Extracted material>
==================================================

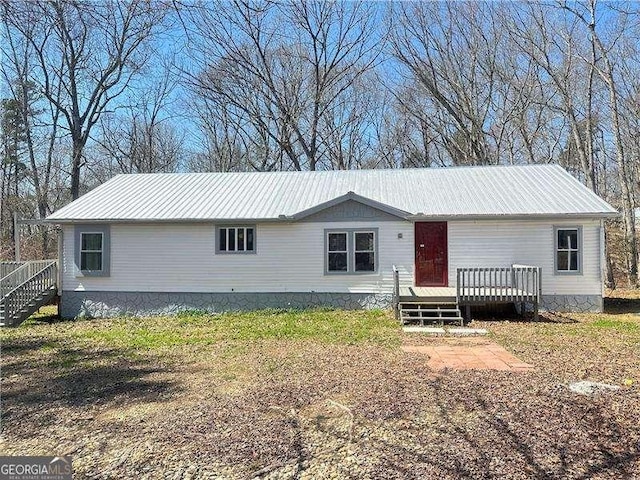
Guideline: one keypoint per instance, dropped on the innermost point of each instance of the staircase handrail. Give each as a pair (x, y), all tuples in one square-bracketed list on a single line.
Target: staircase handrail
[(21, 274), (20, 296)]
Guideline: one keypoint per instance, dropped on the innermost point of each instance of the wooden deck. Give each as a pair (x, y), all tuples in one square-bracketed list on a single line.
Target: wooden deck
[(518, 284)]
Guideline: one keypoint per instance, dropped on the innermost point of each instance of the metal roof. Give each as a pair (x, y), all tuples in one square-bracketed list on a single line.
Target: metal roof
[(460, 192)]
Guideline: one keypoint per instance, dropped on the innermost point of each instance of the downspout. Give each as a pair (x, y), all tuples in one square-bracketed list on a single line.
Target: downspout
[(60, 266)]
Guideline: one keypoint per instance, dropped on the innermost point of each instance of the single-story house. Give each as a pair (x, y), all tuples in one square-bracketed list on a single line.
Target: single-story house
[(161, 243)]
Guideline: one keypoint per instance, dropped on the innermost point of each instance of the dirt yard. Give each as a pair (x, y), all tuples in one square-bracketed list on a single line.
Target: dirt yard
[(320, 395)]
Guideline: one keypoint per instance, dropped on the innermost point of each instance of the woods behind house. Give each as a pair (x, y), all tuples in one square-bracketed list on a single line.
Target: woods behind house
[(93, 89)]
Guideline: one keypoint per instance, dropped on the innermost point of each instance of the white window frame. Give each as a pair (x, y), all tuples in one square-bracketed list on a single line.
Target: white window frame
[(356, 251), (235, 228), (351, 251), (328, 233), (578, 250), (101, 251)]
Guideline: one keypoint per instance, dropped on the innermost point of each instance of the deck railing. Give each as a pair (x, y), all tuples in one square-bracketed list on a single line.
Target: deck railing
[(41, 280), (7, 267), (20, 274), (396, 292), (518, 283)]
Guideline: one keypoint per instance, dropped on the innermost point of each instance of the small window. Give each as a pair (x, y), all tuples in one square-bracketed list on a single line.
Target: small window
[(337, 252), (91, 247), (236, 240), (364, 252), (568, 250), (91, 251)]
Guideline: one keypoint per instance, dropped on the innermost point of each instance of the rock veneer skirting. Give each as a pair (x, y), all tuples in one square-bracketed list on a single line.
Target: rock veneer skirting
[(572, 303), (99, 304)]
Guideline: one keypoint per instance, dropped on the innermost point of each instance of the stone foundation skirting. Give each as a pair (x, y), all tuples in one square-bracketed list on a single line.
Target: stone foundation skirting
[(572, 303), (114, 304)]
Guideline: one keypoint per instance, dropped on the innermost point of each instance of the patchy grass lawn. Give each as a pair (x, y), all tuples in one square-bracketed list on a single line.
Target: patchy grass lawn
[(319, 394)]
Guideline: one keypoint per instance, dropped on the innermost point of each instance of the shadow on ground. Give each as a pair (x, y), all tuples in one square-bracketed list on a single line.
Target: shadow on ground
[(40, 376), (619, 305)]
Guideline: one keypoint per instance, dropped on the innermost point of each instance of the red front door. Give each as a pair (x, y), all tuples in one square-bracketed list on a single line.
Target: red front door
[(431, 254)]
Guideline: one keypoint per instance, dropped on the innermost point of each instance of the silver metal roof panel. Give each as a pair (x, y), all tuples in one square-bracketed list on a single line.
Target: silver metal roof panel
[(457, 192)]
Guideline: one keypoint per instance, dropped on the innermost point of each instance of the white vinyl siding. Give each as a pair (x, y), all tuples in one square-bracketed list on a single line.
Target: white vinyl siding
[(289, 258), (503, 243)]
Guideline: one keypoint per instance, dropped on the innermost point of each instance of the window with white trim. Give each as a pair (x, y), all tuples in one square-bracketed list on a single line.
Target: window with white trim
[(568, 250), (350, 251), (236, 239), (364, 252), (337, 253), (91, 251)]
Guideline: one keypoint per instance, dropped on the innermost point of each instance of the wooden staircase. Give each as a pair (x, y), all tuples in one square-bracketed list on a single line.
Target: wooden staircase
[(425, 312), (25, 289)]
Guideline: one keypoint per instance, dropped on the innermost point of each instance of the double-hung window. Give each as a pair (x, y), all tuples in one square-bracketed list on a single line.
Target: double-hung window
[(364, 252), (91, 251), (568, 250), (92, 246), (236, 239), (337, 253), (350, 251)]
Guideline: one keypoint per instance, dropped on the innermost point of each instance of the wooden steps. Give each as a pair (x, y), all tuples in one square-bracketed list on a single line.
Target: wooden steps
[(26, 289), (426, 312)]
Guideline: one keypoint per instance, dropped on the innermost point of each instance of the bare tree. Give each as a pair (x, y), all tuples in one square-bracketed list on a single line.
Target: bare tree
[(141, 137), (86, 53), (282, 69), (451, 51), (605, 66)]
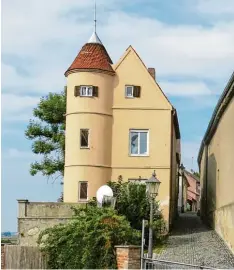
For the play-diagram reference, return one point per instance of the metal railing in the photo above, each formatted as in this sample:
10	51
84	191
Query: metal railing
164	264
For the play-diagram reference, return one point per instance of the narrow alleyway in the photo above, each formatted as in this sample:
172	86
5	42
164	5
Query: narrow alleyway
192	242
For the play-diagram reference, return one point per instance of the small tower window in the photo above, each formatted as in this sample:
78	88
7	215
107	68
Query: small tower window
83	191
86	91
84	138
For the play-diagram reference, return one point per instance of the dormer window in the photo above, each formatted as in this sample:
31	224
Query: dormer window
132	91
86	91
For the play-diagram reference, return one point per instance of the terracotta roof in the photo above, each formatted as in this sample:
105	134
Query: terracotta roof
92	56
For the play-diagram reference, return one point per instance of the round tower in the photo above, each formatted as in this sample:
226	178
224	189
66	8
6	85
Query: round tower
88	122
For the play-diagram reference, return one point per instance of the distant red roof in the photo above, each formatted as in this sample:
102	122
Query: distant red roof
92	56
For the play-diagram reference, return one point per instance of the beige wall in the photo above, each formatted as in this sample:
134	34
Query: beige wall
220	184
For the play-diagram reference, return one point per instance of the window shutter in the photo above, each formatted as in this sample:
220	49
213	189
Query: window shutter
137	91
95	91
77	91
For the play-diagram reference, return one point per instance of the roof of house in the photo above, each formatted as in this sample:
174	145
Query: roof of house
92	56
220	108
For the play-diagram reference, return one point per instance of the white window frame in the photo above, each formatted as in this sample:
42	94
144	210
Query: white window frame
139	131
79	187
126	91
86	89
85	147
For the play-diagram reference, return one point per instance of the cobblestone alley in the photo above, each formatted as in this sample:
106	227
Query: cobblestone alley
192	242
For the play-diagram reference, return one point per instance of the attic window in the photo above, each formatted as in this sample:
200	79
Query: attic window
132	91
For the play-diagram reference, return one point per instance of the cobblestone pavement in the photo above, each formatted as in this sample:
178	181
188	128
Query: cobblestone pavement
193	243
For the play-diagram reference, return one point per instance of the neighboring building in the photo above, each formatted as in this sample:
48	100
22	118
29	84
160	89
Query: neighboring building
216	162
193	194
118	123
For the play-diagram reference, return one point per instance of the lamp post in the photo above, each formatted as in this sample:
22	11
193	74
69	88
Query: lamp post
152	186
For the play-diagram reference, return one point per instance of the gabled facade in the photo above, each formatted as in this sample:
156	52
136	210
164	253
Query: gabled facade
216	162
119	123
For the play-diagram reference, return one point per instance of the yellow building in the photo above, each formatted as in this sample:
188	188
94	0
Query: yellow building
118	123
216	162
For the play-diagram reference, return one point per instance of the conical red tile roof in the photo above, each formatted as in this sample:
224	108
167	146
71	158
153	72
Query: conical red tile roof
92	56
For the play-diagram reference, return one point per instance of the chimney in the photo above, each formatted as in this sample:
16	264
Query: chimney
152	72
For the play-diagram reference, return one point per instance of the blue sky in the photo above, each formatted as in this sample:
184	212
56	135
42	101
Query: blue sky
189	42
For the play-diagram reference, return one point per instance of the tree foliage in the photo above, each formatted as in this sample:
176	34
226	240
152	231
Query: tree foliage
47	131
88	241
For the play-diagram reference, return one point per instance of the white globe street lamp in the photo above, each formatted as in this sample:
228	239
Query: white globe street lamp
152	186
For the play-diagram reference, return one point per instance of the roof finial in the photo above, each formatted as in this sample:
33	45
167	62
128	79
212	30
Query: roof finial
95	19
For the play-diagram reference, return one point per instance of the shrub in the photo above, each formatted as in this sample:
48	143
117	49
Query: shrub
88	240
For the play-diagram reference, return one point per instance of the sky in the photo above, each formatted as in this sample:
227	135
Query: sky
188	42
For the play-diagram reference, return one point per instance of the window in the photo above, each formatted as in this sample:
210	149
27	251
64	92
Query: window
129	91
132	91
137	181
86	91
139	142
84	138
83	191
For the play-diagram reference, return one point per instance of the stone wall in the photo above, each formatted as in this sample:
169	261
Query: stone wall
33	217
128	257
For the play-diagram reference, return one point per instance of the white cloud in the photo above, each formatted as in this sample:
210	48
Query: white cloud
185	89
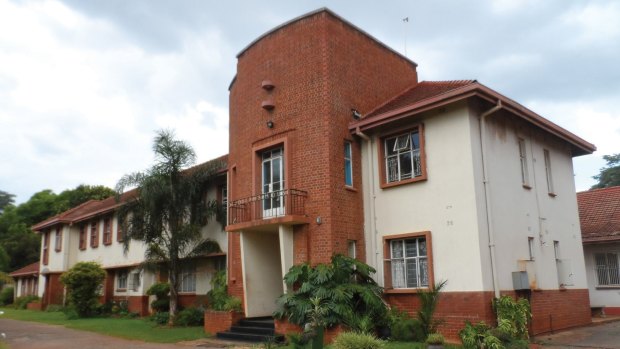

==================================================

Task description>
Rewrite the rows between the line holding "the red front" and the line holding "[(26, 289), (426, 312)]", inclusive, swapping "wooden" for "timber" and leaving everything else the same.

Exercise answer>
Guideline: one keypoint per instance, dropped on the innermost point of each instance of the red front door. Give each as a pair (x, y), all tuples in one square-bracketed list on a single line.
Target: red front door
[(431, 254)]
Guideline: one keypoint per instance, dropped on the innermost point of each instance of the silver metal roof panel. Give each as a pair (x, y), all tuples in one square-bracketed list on a single line.
Target: silver metal roof panel
[(457, 192)]
Guideline: one keypoint per instance, dropped on the innermost point of each instance of the white vinyl siding. Give each as a pair (x, y), all tuples in one square-bracketed list on a single line.
Target: white vinyl siding
[(289, 258), (503, 243)]
Guideline: one keypoint per instance, dropped on the innermost point of each instance of the window with white trim. Give each as a pair (x, y), all tuples in one square-bracketed list on a single line.
Target: window with white trim
[(568, 250), (350, 251), (236, 239), (364, 252), (337, 253), (91, 251)]
Guideline: one keypoint per instance, dropped on the innermost point of each instance of the timber staircase. Give each as a pair (x, y), all tuples in one square-bracketed list on a single line.
Target: timber staircase
[(425, 312), (25, 289)]
Guideline: one keypoint per instance, dropped on the innermost point of each instance of the double-hung window. Give each as a pair (x, y), all tuples in one square-bracketed list on a single line.
Target: double-hung window
[(364, 252), (91, 251), (568, 250), (92, 246), (236, 239), (337, 253), (350, 251)]
Guideline: one keypoint per instance, dropped on the innermost point of each instance of the timber steps. Give each as a pair (x, y), all tuples in one square-bracketed list on a single line.
Target: timber steps
[(26, 289), (426, 312)]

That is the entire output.